╭─ PROVIDED RECORDS
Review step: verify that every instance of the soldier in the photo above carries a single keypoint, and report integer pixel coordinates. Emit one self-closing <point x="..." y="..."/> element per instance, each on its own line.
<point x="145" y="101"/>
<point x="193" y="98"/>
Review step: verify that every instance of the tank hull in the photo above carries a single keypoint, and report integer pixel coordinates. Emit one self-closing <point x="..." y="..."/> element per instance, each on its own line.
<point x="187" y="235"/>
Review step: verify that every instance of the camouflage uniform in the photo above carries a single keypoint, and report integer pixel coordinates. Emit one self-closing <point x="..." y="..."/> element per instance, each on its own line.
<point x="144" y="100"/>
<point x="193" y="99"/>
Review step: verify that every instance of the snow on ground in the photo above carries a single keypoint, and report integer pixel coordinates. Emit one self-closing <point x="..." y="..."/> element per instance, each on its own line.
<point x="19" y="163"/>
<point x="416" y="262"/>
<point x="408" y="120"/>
╰─
Exactly as written above, reproduce all of the entries.

Review step: verify that every instance of the soldier in the photo above carries a single keypoint, and report integer pixel coordinates. Emit one self-closing <point x="..." y="..."/> element per instance, each on its own line.
<point x="145" y="101"/>
<point x="193" y="98"/>
Review step: verify that every instance of the tank hull in the photo above carries a single keypoint, and report integer pixel coordinates. Emit one self-closing <point x="..." y="..."/> element per instance, each on its own line.
<point x="187" y="235"/>
Review step: verify that every instance of the camouflage uniform in the photo above carries a single keypoint, and report integer pixel coordinates. Emit one self-closing <point x="..." y="..."/> element per instance, each on its own line.
<point x="144" y="100"/>
<point x="193" y="99"/>
Review step: verify that every instance of the snow on ground in the photo above carries a single keypoint, and report integer pixel coordinates. Emit one self-closing <point x="..." y="..."/> element per instance, each on its own line.
<point x="19" y="163"/>
<point x="416" y="262"/>
<point x="408" y="120"/>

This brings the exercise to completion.